Task to complete:
Recast the listing below as a JSON list of strings, with one string per line and no entries for blank lines.

Data for this task:
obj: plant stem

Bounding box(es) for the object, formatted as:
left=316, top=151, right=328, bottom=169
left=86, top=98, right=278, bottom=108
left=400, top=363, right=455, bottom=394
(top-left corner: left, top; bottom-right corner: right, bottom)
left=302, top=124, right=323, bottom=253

Output for this exercise:
[
  "obj: plant stem",
  "Bounding box(es) for the object, formatted as:",
  "left=316, top=151, right=328, bottom=169",
  "left=86, top=98, right=278, bottom=108",
  "left=400, top=363, right=455, bottom=394",
  "(top-left corner: left, top; bottom-right corner: right, bottom)",
  "left=302, top=124, right=323, bottom=253"
]